START Excerpt to read

I asked Lorenzo to write a few sentences about how he conceptualizes the importance of Butler:
Alfred Whitehead once wrote: “The safest general characterization of the European philosophical tradition is that it consists of a series of footnotes to Plato.”
If I were asked to choose two thinkers who personified the history of philosophy, I would choose Plato and Kant. With Plato, philosophy as we imagine it emerges from natural research, from an inquiry into humans, an investigation into the ratio between humans—their ideas—and the outdoor world. Although the notion of subject/object is modern (thanks, Descartes), we can say that in Plato we have a first hint in this sense. We are a subject; we have to try to understand an immutable and fixed reality outside ourselves.
Diverse explanations, filters, and views have been offered to explain the ratio between subjects (us) and objects (outside), but none overwhelmingly challenged its essence until Immanuel Kant, specifically Kant’s bringing together of rationalism and empiricism, and—most of all—his so-called ‘Copernican revolution’. The verb fàinomai in Ancient Greek means ‘to appear’; the use of this verb through the term phenomena, was one of Kant’s favorite expressions. The nub of the aforementioned ‘Copernican revolution’ will be in moving the subject from us to the phenomena, namely those things that appear to us; which is why this expression is so important to comprehend Kant’s thought. Phenomena appear to us, and we are not the subjects anymore; we become objects. In fact, the importance and the genius of the Kantian philosophy lies essentially in his capacity in reversing the relationship between subject and object.
Do these two thinkers meet? Where do the subject and the object melt together in a dualistic and inseparable fusion? In Butler!

END Excerpt to read

# Short task 1
Pull out every line of the records below that contains the word "sweater", and copy each one in full. Case counts.

START Dataset entries

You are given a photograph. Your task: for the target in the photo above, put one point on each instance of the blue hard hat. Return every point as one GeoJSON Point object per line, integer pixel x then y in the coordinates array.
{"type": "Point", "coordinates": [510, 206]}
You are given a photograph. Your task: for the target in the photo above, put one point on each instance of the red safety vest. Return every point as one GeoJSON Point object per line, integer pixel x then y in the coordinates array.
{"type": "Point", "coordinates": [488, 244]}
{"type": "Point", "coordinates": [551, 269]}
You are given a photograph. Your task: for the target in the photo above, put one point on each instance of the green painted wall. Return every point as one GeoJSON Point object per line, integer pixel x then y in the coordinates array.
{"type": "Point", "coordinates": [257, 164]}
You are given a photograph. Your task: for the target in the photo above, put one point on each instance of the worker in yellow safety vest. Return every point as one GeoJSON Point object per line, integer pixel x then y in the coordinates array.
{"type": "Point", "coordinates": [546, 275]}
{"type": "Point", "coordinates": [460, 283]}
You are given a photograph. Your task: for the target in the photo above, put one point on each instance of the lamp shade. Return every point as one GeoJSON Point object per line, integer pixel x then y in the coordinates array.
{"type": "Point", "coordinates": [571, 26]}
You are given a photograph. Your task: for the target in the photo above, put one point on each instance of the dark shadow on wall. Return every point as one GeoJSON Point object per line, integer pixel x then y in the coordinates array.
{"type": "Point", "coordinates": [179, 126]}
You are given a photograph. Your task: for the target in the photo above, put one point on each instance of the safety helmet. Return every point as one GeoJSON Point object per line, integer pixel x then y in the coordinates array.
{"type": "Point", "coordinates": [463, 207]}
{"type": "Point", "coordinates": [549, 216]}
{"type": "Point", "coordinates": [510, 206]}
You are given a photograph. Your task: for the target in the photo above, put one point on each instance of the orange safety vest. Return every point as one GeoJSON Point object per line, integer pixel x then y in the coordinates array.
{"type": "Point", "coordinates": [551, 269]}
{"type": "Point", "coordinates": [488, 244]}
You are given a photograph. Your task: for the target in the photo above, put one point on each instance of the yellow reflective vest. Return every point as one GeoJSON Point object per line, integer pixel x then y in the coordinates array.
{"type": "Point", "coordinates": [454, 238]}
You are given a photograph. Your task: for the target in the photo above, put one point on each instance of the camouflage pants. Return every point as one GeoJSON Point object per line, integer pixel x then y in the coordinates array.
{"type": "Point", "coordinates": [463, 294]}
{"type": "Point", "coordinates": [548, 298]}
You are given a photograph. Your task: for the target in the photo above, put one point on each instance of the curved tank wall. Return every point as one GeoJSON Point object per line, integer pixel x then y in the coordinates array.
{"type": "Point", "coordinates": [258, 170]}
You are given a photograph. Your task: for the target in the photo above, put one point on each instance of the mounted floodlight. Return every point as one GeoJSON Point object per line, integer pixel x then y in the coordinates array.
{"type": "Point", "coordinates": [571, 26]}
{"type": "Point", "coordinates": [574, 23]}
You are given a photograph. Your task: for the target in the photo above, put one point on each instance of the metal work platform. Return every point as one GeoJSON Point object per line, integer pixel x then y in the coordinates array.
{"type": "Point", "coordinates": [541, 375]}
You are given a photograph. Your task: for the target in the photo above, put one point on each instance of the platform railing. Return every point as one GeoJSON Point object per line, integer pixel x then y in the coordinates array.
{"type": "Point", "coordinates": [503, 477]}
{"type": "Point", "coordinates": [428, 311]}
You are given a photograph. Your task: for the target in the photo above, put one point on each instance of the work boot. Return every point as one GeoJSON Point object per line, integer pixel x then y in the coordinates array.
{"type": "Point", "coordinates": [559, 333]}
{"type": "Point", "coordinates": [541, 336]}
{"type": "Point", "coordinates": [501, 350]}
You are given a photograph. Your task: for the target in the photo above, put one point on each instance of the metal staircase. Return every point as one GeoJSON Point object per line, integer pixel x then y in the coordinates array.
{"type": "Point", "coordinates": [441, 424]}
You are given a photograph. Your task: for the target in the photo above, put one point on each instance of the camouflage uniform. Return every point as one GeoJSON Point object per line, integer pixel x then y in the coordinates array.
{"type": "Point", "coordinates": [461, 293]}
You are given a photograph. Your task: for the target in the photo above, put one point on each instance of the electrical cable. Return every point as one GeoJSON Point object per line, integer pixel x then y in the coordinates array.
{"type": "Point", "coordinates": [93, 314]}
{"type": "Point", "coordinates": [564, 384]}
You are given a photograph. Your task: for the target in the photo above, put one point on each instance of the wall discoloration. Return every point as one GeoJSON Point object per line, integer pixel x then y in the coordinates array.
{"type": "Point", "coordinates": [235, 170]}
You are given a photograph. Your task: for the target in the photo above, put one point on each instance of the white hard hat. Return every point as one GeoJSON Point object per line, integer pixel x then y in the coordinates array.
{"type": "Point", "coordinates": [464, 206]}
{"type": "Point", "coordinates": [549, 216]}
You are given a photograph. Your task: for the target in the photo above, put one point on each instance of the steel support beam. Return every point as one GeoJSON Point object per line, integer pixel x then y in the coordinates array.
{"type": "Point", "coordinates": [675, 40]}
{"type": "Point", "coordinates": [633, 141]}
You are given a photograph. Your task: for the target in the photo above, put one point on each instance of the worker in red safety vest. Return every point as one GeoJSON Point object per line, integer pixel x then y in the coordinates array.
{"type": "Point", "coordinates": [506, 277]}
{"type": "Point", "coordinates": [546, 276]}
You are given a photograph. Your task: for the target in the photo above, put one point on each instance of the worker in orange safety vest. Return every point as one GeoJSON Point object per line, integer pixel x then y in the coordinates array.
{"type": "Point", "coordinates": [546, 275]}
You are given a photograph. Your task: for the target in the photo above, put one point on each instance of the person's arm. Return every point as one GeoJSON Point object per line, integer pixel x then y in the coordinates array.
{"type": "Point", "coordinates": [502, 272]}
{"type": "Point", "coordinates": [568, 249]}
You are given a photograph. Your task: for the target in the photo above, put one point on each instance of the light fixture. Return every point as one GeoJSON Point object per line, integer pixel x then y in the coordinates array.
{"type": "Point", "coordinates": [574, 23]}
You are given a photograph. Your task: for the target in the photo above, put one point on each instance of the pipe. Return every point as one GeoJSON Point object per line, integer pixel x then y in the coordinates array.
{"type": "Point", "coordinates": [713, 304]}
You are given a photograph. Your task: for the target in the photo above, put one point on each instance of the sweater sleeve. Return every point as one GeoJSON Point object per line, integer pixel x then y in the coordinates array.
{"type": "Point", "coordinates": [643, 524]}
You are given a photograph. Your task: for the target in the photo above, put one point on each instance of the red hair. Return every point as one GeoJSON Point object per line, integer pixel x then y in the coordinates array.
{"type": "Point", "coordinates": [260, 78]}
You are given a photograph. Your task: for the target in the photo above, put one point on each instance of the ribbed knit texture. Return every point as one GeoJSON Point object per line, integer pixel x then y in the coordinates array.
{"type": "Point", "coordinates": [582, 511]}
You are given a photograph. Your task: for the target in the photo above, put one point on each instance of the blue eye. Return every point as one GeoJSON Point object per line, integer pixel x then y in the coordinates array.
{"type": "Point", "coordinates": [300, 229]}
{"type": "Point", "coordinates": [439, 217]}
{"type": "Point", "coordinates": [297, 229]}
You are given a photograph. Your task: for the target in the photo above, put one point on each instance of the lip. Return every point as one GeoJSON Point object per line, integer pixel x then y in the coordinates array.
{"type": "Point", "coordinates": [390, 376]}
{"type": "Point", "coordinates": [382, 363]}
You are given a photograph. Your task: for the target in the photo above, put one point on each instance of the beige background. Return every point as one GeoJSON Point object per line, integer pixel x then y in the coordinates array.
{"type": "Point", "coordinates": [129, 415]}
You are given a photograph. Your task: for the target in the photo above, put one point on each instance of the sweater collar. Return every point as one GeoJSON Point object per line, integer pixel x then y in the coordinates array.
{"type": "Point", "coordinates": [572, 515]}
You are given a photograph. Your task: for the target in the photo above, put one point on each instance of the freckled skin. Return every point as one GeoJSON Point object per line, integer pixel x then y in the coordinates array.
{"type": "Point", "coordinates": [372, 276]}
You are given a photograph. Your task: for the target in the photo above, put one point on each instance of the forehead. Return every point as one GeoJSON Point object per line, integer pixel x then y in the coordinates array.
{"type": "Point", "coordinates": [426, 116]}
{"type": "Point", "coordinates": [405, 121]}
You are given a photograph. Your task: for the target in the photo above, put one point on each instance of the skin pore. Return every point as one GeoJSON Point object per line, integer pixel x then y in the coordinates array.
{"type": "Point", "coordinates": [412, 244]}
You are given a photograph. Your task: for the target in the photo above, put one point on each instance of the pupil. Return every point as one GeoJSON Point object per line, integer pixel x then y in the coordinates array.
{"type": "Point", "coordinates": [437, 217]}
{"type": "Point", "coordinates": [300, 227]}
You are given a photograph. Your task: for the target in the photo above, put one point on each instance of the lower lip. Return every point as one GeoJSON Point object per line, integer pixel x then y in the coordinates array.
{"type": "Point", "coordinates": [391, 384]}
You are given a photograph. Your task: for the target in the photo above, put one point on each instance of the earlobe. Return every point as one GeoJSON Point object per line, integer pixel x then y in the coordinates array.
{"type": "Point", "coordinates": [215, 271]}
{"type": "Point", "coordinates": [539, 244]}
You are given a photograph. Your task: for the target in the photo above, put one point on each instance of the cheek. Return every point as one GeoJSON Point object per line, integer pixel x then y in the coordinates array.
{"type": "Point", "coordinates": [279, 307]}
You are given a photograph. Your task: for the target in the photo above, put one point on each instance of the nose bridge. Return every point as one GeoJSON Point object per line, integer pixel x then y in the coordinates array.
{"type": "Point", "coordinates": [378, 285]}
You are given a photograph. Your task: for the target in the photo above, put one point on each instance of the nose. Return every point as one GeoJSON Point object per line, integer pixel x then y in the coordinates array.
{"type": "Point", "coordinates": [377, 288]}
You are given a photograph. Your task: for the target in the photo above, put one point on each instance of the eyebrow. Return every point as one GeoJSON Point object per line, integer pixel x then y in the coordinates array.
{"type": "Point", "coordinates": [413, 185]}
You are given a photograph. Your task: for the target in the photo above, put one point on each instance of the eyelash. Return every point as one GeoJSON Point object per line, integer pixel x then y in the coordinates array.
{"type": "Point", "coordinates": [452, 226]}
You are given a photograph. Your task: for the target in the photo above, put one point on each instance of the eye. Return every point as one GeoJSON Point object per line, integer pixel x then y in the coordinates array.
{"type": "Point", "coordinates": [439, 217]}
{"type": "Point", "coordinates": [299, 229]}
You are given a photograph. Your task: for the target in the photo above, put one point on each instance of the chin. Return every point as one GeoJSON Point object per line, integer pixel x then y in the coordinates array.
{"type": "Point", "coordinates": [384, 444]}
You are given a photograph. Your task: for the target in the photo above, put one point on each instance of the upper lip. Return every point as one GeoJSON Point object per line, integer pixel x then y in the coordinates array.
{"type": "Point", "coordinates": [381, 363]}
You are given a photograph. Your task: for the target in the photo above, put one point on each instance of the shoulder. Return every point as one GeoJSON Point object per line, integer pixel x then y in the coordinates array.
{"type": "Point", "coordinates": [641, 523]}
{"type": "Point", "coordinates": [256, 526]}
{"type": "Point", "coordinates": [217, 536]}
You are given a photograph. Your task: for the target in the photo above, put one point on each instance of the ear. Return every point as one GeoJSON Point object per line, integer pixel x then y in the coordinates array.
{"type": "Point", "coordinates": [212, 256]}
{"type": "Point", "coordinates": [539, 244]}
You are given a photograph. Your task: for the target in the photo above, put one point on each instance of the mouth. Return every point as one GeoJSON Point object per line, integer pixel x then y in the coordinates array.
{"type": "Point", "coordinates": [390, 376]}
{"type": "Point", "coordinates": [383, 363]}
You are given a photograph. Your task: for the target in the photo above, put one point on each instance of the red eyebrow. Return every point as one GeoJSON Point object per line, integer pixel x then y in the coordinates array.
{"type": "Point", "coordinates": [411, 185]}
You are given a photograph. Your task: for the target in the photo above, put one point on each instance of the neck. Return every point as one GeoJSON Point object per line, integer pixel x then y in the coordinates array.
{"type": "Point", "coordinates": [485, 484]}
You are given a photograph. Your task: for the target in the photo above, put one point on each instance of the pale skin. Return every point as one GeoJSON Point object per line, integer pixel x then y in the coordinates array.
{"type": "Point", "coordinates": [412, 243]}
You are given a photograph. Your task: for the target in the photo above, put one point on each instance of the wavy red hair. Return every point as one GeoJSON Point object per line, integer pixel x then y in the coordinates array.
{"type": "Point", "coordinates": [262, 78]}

END Dataset entries

# Short task 2
Pick up the passage on Plato, Kant and Butler above, writing on from its last sentence.

# Task output 1
You are given a photograph. Your task: for the target in the photo above, put one point on each instance of the sweater sleeve. Return every point as one GeoJSON Point object per line, integer pixel x then y in the coordinates array.
You are given a photograph. Your task: for the target in the photo above, put one point on each instance of the sweater collar. Return every point as one GeoJSON Point object per line, integer pixel x then y in the coordinates array.

# Task output 2
Such a reading of Gender Trouble seems particularly apt if we take into account its conclusion, where in the process of dismantling even social constructionist notions of feminist subjectivity, Butler writes: “the subject-object dichotomy, which here belongs to the tradition of Western epistemology, conditions the very problematic of identity it seeks to solve” (GT, 196). In other words, there is no “I” in feminist knowing.
Whereas Plato separated subject from object and made us the subjects, and whereas Kant turned Plato on his head and made us the objects—made human existence a categorical imperative—Butler compels us to think beyond subject and object. She writes: “the enabling conditions for an assertion of ‘I’ are provided by the structure of signification, the rules that regulate the legitimate and illegitimate invocation of that pronoun, the practices that establish the terms of intelligibility by which that pronoun can circulate” (GT, 196).
Obviously this Plato -> Kant -> Butler formulation oversimplifies millennia of intellectual history. And obviously Butler is not alone in the most recent rethinking of the subject-object relationship. Foucault, Derrida, and Sedgwick come immediately to mind. So do Dewey and James. Not to mention Hegel! But no such intellectualizing and historicizing can destroy the shock and awe that Lorenzo experienced in reading Butler for the first time, and that I experienced vicariously through one especially smart and enthusiastic student.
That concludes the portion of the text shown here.